▶ **Given records**:
===============

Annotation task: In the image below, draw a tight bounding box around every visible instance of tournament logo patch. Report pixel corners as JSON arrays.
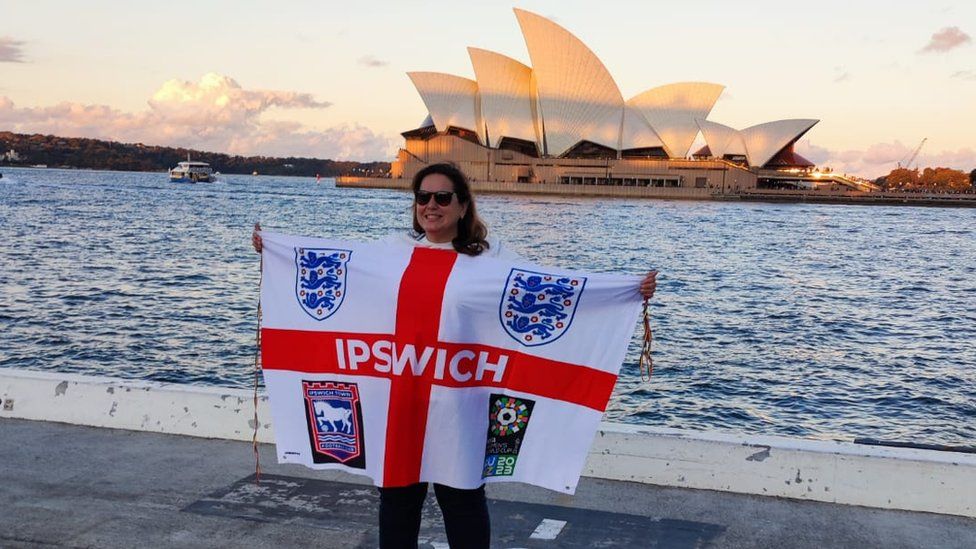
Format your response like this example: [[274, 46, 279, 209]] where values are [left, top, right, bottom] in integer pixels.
[[481, 394, 535, 478], [498, 269, 586, 347], [302, 380, 366, 469], [295, 248, 352, 320]]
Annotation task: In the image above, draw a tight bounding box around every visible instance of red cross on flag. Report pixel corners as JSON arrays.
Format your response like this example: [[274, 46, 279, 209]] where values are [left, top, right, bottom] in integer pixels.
[[261, 232, 641, 493]]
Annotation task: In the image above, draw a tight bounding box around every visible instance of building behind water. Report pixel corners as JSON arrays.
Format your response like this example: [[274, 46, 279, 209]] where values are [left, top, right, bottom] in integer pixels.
[[391, 9, 871, 194]]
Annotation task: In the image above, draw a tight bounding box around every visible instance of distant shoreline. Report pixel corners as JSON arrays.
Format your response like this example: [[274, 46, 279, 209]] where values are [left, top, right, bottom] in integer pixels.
[[0, 131, 390, 177], [336, 176, 976, 208]]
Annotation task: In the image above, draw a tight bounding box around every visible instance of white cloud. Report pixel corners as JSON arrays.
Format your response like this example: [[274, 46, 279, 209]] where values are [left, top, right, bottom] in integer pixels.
[[0, 36, 24, 63], [0, 73, 398, 160], [918, 27, 973, 53], [796, 140, 976, 178], [357, 55, 390, 68]]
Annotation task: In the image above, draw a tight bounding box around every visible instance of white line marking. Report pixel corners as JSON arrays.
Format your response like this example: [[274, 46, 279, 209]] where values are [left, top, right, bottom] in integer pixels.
[[529, 519, 566, 539]]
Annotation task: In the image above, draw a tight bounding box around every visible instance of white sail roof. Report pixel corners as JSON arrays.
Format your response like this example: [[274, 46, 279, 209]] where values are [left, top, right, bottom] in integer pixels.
[[515, 8, 624, 156], [744, 118, 820, 166], [407, 72, 485, 144], [620, 105, 664, 150], [696, 120, 748, 158], [627, 82, 725, 158], [468, 48, 542, 152]]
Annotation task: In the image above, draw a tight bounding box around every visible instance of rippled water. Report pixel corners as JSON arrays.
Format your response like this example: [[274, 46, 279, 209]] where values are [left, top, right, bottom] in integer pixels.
[[0, 169, 976, 445]]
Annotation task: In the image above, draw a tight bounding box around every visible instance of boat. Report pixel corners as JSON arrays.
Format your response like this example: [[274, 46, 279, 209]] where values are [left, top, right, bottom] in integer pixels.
[[169, 160, 217, 183]]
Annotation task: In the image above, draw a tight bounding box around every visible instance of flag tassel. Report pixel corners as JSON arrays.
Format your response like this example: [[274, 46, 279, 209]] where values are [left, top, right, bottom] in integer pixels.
[[251, 254, 264, 484], [638, 299, 654, 381]]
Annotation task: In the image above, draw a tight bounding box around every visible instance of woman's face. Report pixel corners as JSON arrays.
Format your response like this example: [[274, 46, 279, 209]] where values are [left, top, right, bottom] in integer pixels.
[[415, 173, 468, 242]]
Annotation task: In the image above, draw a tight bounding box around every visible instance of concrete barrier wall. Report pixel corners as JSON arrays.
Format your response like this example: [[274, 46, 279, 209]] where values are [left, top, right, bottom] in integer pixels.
[[0, 369, 976, 517]]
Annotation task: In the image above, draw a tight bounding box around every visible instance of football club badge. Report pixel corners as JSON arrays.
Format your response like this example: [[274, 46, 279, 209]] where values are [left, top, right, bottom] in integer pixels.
[[302, 380, 366, 469], [499, 269, 586, 347], [295, 248, 352, 320], [481, 394, 535, 478]]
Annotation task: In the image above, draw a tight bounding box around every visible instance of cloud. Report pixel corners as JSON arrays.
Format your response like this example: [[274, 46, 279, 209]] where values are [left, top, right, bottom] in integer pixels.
[[0, 73, 398, 160], [0, 36, 24, 63], [796, 140, 976, 178], [918, 27, 973, 53], [356, 55, 390, 68]]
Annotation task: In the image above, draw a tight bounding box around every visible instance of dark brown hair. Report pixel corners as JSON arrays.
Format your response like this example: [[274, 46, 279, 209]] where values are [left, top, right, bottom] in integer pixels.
[[410, 162, 488, 255]]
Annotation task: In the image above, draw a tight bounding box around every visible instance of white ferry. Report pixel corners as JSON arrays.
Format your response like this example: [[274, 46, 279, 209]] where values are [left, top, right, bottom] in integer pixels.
[[169, 160, 217, 183]]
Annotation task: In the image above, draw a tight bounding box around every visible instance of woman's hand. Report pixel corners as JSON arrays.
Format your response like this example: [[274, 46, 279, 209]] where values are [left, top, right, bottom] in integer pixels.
[[251, 223, 264, 254], [637, 271, 657, 299]]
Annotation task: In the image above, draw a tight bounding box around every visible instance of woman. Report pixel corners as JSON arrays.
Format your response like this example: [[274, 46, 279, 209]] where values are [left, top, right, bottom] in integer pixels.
[[251, 164, 657, 548]]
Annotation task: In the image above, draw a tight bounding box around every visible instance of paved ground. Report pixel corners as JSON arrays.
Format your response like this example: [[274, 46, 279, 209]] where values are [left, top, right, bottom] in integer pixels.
[[0, 419, 976, 549]]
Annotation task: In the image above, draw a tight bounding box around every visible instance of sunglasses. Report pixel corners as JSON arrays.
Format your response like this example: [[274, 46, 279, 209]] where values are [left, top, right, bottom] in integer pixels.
[[413, 191, 454, 206]]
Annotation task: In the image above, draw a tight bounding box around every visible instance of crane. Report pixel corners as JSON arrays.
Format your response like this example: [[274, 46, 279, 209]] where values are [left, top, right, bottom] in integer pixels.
[[898, 137, 929, 168]]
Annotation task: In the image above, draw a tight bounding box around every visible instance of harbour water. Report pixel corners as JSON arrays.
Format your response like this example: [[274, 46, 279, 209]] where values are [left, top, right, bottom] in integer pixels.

===============

Reproduce all of the material above word for word, and leave out the images.

▶ **Solution to this exercise**:
Annotation task: In the image below, draw a tight bounding box around every visible instance of tournament logo patch. Report pixel corners as JSON arrays.
Format your response like this example: [[274, 46, 279, 209]] where values are [left, top, right, bottom] in integer pixels.
[[481, 394, 535, 478], [498, 269, 586, 347], [302, 380, 366, 469], [295, 248, 352, 320]]
Annotation task: In the image above, draw a tight bounding box around every visible instance of red cross on flag. Report pixel corners as JSON arrays.
Format your response like this example: [[274, 46, 279, 209]] where values are [left, top, right, bottom] in integer pixels.
[[261, 232, 641, 493]]
Annotation task: In the image above, draw a tight bounding box around every visible instance of building behind water. Report pixel corners as JSON arrays.
Format your response like this example: [[274, 46, 279, 209]] where values are [left, top, right, bottom] in integer pixels.
[[391, 9, 871, 194]]
Annotation task: In the image above, draw a tight bounding box around every visible instance of distant shoreline. Report pixel corners as JSON arrays.
Format your response like this example: [[274, 46, 279, 209]] where values are [left, top, right, bottom] in integer pixels.
[[0, 131, 390, 177], [336, 176, 976, 208]]
Annotation task: In the image above, draw a tight bounding box around every visible instance of white cloud. Report pixel corners as JSON arrays.
Format your response like this example: [[274, 46, 279, 209]] where values are [left, top, right, bottom] in integer pixels.
[[0, 36, 24, 63], [0, 73, 398, 160], [918, 27, 973, 53], [796, 140, 976, 178], [357, 55, 390, 68]]
Annotation task: In the image above, draw a tight bounding box around every visible instance of white line marking. Report pixel corners as JSON arrays.
Format your response like this example: [[274, 46, 279, 209]] where values are [left, top, right, bottom] in integer pixels.
[[529, 519, 566, 539]]
Annotation task: In the image above, draw a tight bounding box around every visible instance of white sail roof. Report pixel corners as JSON arrays.
Format your response like this example: [[274, 46, 279, 209]] where values are [left, top, right, bottom] in integer pixels.
[[515, 8, 624, 156], [744, 118, 820, 166], [407, 72, 485, 144], [620, 105, 664, 150], [696, 120, 748, 158], [627, 82, 725, 158], [468, 48, 542, 152]]
Annotation task: In the image above, draw a tight bounding box around every visible instance of rippled water. Report pixel corners as JSON arrays.
Format your response like this example: [[274, 46, 279, 209]] where values are [left, top, right, bottom] in integer pixels.
[[0, 169, 976, 445]]
Annotation task: In the image above, draw a tight bounding box around every visible instance of boat. Report pixel corners as JSON arrays.
Format your response like this example: [[274, 46, 279, 209]] where values are [left, top, right, bottom] in integer pixels.
[[169, 160, 217, 183]]
Annotation task: In the image above, draw a tight bounding box around every visible instance of flag tassel. Report pixel corners as JSON arrays.
Format your response like this example: [[274, 46, 279, 209]] where values are [left, top, right, bottom] in integer pixels.
[[251, 254, 264, 484], [638, 299, 654, 381]]
Annotation task: In the image above, draw a tight bounding box around every visible instance of woman's face. Report pixel corners as JSON arrays.
Format your response like this example: [[274, 46, 279, 209]] where values are [left, top, right, bottom] in integer pixels.
[[415, 173, 468, 242]]
Annotation task: In the image above, draw a tight bounding box around every visible instance of concrete barrier wall. Report pixel corners as JSON arrays.
Format your response like this example: [[274, 46, 279, 209]] where values are [left, top, right, bottom] in integer pixels.
[[0, 369, 976, 517]]
Annotation task: In the image above, draw a tight bounding box around every visible instance of football club badge. Report pixel corners as JSON arrays.
Format your response like this example: [[274, 46, 279, 209]] where values are [left, top, right, bottom] in integer pixels.
[[302, 380, 366, 469], [499, 269, 586, 347], [295, 248, 352, 320], [481, 394, 535, 478]]
Annotation task: In the image above, draw a tight bounding box around every visible instance of cloud. Report pixel corners as JSON arrays.
Format your response like this example: [[274, 46, 279, 209]] where values are [left, top, right, bottom] in integer pixels.
[[0, 73, 398, 160], [0, 36, 24, 63], [796, 140, 976, 178], [918, 27, 973, 53], [356, 55, 390, 68]]
Annotation task: In the image above, draw a tight bounding box around every visible instance of dark brown hair. Report pixel corners as JSON arrays.
Format your response like this example: [[274, 46, 279, 209]] where values are [left, top, right, bottom] in integer pixels.
[[410, 162, 488, 255]]
Annotation task: In the image above, draw a tight bounding box around every visible instance of white ferry. Report pixel corners as JSON arrays.
Format your response like this example: [[274, 46, 279, 209]] where values are [left, top, right, bottom] in integer pixels.
[[169, 160, 217, 183]]
Annotation task: In the image above, draw a tight bounding box around every visible instance of woman's hand. Report pixel corners as JSON arrays.
Format your response like this example: [[274, 46, 279, 209]] where values are [left, top, right, bottom] in integer pixels.
[[251, 223, 264, 254], [637, 271, 657, 299]]
Annotation task: In the image above, draw a tight bounding box around every visible instance of woman. Report pixel corners as JSON arrays.
Format your response like this example: [[274, 46, 279, 209]] where values are [left, top, right, bottom] in integer pixels.
[[251, 164, 657, 548]]
Annotation task: In the image above, draw a tight bounding box around every visible instance of paved ground. Report pixel corners as JSON arrays.
Format your response like this example: [[274, 46, 279, 209]] where values are [left, top, right, bottom] in integer pixels.
[[0, 419, 976, 549]]
Annotation task: In the image above, draw a tight bounding box around every visible instance of sunglasses. Report pixel corners as JSON arrays.
Format your response like this example: [[274, 46, 279, 209]] where values are [left, top, right, bottom] in integer pixels.
[[413, 191, 454, 206]]
Annotation task: In the image above, draw a tight bounding box around every visible instance of crane. Report pixel corners as JSON arrays.
Format your response like this example: [[274, 46, 279, 209]] where values are [left, top, right, bottom] in integer pixels.
[[898, 137, 929, 168]]
Annotation task: In the image above, draw a tight bounding box around every visible instance of harbour water. Report pixel corners as JSON arrays.
Format your response like this example: [[274, 46, 279, 209]] where values are [left, top, right, bottom] in integer pixels.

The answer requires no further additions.